→ **Work to complete**
a: In the passage on open-access scholarly publishing, which university owns and operates arXiv?
b: Continue the passage on open-access scholarly publishing, starting after its last sentence.

→ **Source passage**

--------

Some scholars think publishing should operate like the Linux computer
operating system, where programmers build on each other's work in an
ongoing, collaborative project. In the scholarly realm, a database
called arXiv -- pronounced "archive," as if the "x" were the Greek
letter "chi" -- has become a repository of scholarship in the physics
field. It's owned and operated by Cornell University and partially
supported by the National Science Foundation. If the UC
administration has its way, something like that would be the norm
throughout academia.
To experienced publishers, much of the open-access talk seems naive.
"A lot of this is self-righteous talk," says Alan Leshner, executive
publisher of Science and chief executive of its nonprofit parent, the
American Association for the Advancement of Science. He says giving
away content isn't a viable business model because of the tremendous
costs of putting out reputable journals.
He notes that Science gets 12,000 submissions and publishes 800
articles a year on a $10 million editorial budget. That averages more
than $10,000 per published article, a high number because of the
costs associated with handling the unusually large number of
submissions the journal receives. Industry experts say typical per-
article costs are between $3,000 and $4,000.

--------

→ **Data segment**

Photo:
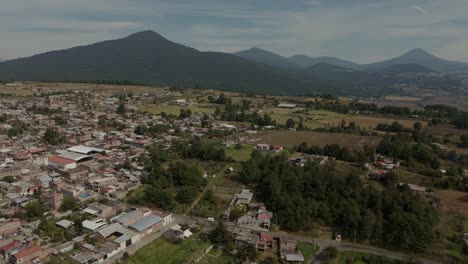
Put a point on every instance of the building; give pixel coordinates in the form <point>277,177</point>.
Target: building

--------

→ **Responses by task**
a: Cornell University owns and operates arXiv.

b:
If open access takes off, information will flow faster, but
publishers will make less money. Among those who would be hurt is
Reed Elsevier. Sami Kassab, analyst at investment house Exane BNP
Paribas in London, estimates that such a movement could sharply cut
the company's profit margin on periodicals to between 10% and 15% of
revenue, from the current 30% or more.
Currently, the open-access movement makes up between 1% and 2% of the
market, experts say. While that number seems small, the concept is
assuming an important role channeling academic discontent.
"There's a lot of sentiment that work is being taken advantage of by
the commercial publishers," says Alessandro Lizzeri, associate
professor of economics at New York University and editor of
Elsevier's Journal of Economic Theory. He says that while editors get
little compensation for their work, authors and reviewers -- aside
from prestige -- usually get nothing or just a nominal fee.
Prof. Lizzeri says that two of the 40 members of his editorial board
resigned recently because the journal isn't free to readers. "If half
the board resigns I'm in trouble," he says.
These rumblings hit the University of California early on. In October
2003, faculty members made a rare display of solidarity with the
university administration. Two scientists at the University of
California at San Francisco staged a protest over a $91,000 bill from
Elsevier's Cell Press unit for one year's access to six biology
journals. The two professors called for a world-wide boycott, urging
fellow scholars at UC and beyond to refuse to serve as authors,
editors or peer reviewers at the six periodicals in question.
Their timing couldn't have been better for the university
administration, which was just about to begin negotiations with the
Reed Elsevier unit over a new contract. In the late 1990s, all UC
campuses had banded together into a single buying consortium. In
2002, the university hired Dr. Greenstein, a history professor turned
expert on digital libraries. With the state of California's budget
crisis forcing him to trim library spending to $62 million a year,
Dr. Greenstein wanted to take a hard line.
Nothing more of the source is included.